Problem statement >> Copy the following records line for line, with no changes.

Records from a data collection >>
· · · · · · ·
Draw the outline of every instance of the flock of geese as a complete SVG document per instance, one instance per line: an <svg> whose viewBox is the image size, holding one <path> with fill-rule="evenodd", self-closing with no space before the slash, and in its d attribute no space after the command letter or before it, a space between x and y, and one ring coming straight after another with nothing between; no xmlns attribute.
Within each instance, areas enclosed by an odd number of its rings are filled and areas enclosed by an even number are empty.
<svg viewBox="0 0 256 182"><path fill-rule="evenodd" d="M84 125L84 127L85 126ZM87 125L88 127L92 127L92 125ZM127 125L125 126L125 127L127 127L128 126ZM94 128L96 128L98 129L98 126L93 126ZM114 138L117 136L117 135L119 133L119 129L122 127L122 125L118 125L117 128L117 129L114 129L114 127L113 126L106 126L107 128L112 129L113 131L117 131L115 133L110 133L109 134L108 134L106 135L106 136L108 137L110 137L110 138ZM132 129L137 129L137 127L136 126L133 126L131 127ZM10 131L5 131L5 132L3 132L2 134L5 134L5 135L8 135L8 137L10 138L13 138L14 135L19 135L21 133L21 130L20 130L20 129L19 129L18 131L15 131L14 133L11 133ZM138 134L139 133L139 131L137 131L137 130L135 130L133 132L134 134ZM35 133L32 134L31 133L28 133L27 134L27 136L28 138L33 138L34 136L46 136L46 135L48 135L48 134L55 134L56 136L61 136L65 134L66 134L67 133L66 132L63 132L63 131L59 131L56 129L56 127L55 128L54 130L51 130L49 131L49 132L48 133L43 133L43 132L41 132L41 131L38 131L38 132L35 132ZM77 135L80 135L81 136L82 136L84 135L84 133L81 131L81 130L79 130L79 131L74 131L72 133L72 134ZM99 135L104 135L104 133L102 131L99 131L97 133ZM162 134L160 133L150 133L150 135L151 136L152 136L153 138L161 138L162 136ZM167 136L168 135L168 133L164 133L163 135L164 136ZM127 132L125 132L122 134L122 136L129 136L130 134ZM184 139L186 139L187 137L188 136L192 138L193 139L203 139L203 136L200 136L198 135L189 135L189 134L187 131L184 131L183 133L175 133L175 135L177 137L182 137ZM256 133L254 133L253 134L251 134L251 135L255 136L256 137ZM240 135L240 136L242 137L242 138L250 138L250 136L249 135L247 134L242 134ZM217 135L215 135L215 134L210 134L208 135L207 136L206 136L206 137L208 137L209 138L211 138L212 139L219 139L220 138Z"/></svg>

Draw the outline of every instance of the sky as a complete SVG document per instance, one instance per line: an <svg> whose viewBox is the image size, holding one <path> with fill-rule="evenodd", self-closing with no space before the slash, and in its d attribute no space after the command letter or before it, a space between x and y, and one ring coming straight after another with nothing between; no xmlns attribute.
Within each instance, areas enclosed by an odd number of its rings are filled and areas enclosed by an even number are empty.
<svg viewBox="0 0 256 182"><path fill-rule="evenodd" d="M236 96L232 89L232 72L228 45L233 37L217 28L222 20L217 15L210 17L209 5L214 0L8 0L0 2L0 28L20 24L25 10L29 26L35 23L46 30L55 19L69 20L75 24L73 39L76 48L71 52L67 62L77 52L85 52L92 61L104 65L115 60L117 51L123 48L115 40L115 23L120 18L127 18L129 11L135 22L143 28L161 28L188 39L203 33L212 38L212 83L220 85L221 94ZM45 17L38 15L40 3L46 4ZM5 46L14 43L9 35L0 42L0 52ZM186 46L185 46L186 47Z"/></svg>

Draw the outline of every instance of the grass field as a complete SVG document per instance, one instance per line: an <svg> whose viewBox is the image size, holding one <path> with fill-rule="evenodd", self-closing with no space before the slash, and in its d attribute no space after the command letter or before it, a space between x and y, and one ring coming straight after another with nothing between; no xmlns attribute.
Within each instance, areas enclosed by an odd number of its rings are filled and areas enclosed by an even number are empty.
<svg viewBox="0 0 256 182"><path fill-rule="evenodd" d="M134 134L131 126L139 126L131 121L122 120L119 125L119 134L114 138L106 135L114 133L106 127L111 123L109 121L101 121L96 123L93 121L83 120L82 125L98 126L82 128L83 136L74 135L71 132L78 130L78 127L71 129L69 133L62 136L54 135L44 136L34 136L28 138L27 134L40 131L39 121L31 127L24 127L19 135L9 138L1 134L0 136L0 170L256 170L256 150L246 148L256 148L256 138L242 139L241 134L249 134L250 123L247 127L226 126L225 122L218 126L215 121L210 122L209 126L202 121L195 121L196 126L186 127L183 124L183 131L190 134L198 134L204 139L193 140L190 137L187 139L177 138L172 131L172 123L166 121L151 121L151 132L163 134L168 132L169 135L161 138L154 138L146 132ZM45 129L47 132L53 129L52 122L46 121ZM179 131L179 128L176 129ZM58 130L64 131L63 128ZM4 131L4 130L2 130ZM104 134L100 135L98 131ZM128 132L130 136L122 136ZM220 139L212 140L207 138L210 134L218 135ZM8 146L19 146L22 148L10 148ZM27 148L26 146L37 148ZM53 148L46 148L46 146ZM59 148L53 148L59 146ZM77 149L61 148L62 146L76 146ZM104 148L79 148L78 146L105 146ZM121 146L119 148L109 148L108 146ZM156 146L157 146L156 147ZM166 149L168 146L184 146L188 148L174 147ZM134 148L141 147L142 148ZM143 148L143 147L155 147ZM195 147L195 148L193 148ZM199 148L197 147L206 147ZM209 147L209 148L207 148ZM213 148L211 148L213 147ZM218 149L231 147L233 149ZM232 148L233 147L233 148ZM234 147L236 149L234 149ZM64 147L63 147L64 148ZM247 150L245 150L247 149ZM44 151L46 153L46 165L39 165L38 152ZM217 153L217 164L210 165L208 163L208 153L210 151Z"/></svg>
· · · · · · ·
Result >>
Draw the outline of every instance of the flock of geese as a complete SVG document per instance, one instance per line: an <svg> whose viewBox is the image size, holding one <path> with fill-rule="evenodd", self-closing with no space before the slash, and in its d attribute no space after the command letter or before it, a space between x and y, and one ring coming straight after another with nothing between; no xmlns attribute.
Within each instance, areas enclosed by an odd number of its rings are filled and areas enclosed by an even number are empty.
<svg viewBox="0 0 256 182"><path fill-rule="evenodd" d="M84 125L84 127L85 126ZM87 125L88 127L92 127L92 125ZM127 125L125 126L125 127L127 127L128 126ZM94 128L96 128L98 129L98 126L93 126ZM114 138L117 136L117 135L119 133L119 129L122 127L122 125L118 125L117 128L117 129L114 129L114 127L113 126L106 126L107 128L112 129L113 131L117 131L115 133L110 133L109 134L108 134L106 135L106 136L108 137L110 137L110 138ZM132 129L137 129L137 127L136 126L133 126L131 127ZM10 131L5 131L5 132L3 132L2 134L5 134L5 135L8 135L8 137L10 138L13 138L14 135L19 135L21 133L21 130L20 130L20 129L19 129L18 131L15 131L14 133L11 133ZM138 134L139 133L139 131L137 131L137 130L135 130L133 132L134 134ZM35 133L32 134L31 133L28 133L27 134L27 136L28 138L33 138L34 136L46 136L46 135L48 135L48 134L55 134L56 136L61 136L65 134L66 134L67 133L66 132L63 132L63 131L59 131L56 129L56 127L55 128L54 130L51 130L49 131L49 132L48 133L43 133L43 132L41 132L41 131L38 131L38 132L35 132ZM77 135L80 135L81 136L82 136L84 135L84 133L81 131L81 130L79 130L79 131L74 131L72 133L72 134ZM99 135L104 135L104 133L102 131L99 131L97 133ZM162 134L160 133L150 133L150 135L151 136L152 136L153 138L161 138L162 136ZM167 136L168 135L168 133L164 133L163 135L164 136ZM127 132L125 132L122 134L122 136L129 136L130 134ZM184 139L186 139L187 137L188 136L192 138L193 139L203 139L203 136L200 136L198 135L189 135L189 134L187 131L184 131L183 133L175 133L175 135L177 137L182 137ZM256 133L254 133L253 134L251 134L251 135L255 136L256 137ZM240 135L240 136L242 137L242 138L250 138L250 136L249 135L247 134L242 134ZM217 135L215 135L215 134L210 134L208 135L207 136L206 136L206 137L208 137L209 138L211 138L212 139L219 139L220 138Z"/></svg>

Draw the outline of every instance of the sky as a complete SVG document per instance, one instance per line: an <svg> whose viewBox is the image size, holding one <path> with fill-rule="evenodd", self-closing with no space before the slash, and in its d attribute no space after the command letter or before it, a space between x and y, and one ring coming straight after another with nothing between; no xmlns attribute.
Within each instance, areas enclosed by an odd number of its rings are filled and areas enclosed by an even number are empty.
<svg viewBox="0 0 256 182"><path fill-rule="evenodd" d="M236 96L232 89L232 72L228 45L233 37L217 28L222 20L217 15L210 17L209 5L214 0L8 0L0 2L0 28L20 24L25 10L29 26L35 23L46 30L55 19L69 20L75 24L73 39L76 48L71 52L67 62L77 52L85 52L92 61L104 65L115 60L117 51L123 48L115 40L115 23L120 18L127 18L129 11L135 22L143 28L161 28L188 39L203 33L212 38L212 83L220 85L221 94ZM45 17L38 15L40 3L46 4ZM5 46L14 43L9 35L0 42L0 52ZM186 46L185 46L186 47Z"/></svg>

Draw the outline of every instance of the grass field as a complete SVG document per instance, one instance per line: an <svg> whose viewBox is the image size, holding one <path> with fill-rule="evenodd", self-closing with no space before the slash, and in its d attribute no space after the command letter or before it, a space between x and y, and one ring coming straight after another with nothing between; no xmlns attribute.
Within each instance, areas enclosed by an odd number of its rings are filled and areas enclosed by an even number are empty.
<svg viewBox="0 0 256 182"><path fill-rule="evenodd" d="M134 134L131 126L139 126L131 121L122 120L119 125L119 134L114 138L106 135L114 133L106 127L111 123L109 121L101 121L96 123L93 121L83 120L82 125L98 126L82 128L83 136L74 135L71 132L78 130L78 127L71 129L69 133L62 136L54 135L44 136L34 136L28 138L27 134L40 131L39 121L31 127L24 127L19 135L9 138L1 134L0 136L0 170L256 170L256 150L246 148L256 148L256 138L242 139L241 134L249 134L250 123L247 127L226 126L225 122L218 126L215 121L210 122L209 126L202 121L195 121L196 126L186 127L183 124L183 131L190 134L198 134L204 139L193 140L190 137L187 139L177 138L172 131L172 123L166 121L151 121L151 132L163 134L168 132L169 135L161 138L154 138L146 132ZM45 129L47 132L53 129L52 122L46 121ZM179 131L179 128L176 129ZM58 130L64 131L63 128ZM4 131L4 130L2 130ZM104 134L100 135L98 131ZM128 132L130 136L122 136ZM220 139L212 140L207 138L210 134L218 135ZM8 146L19 146L22 148L10 148ZM27 148L26 146L37 148ZM53 148L46 148L46 146ZM59 148L53 148L59 146ZM77 149L61 148L62 146L76 146ZM104 148L79 148L78 146L105 146ZM121 146L119 148L109 148L108 146ZM156 146L157 146L156 147ZM166 149L168 146L184 146L188 148L174 147ZM134 148L141 147L142 148ZM143 148L143 147L155 147ZM195 147L195 148L193 148ZM199 148L197 147L206 147ZM209 147L209 148L207 148ZM213 148L211 148L213 147ZM218 149L231 147L233 149ZM232 148L233 147L233 148ZM234 147L236 149L234 149ZM64 147L63 147L64 148ZM247 150L245 150L247 149ZM44 151L46 153L46 165L39 165L38 152ZM217 153L217 164L210 165L208 163L208 153L210 151Z"/></svg>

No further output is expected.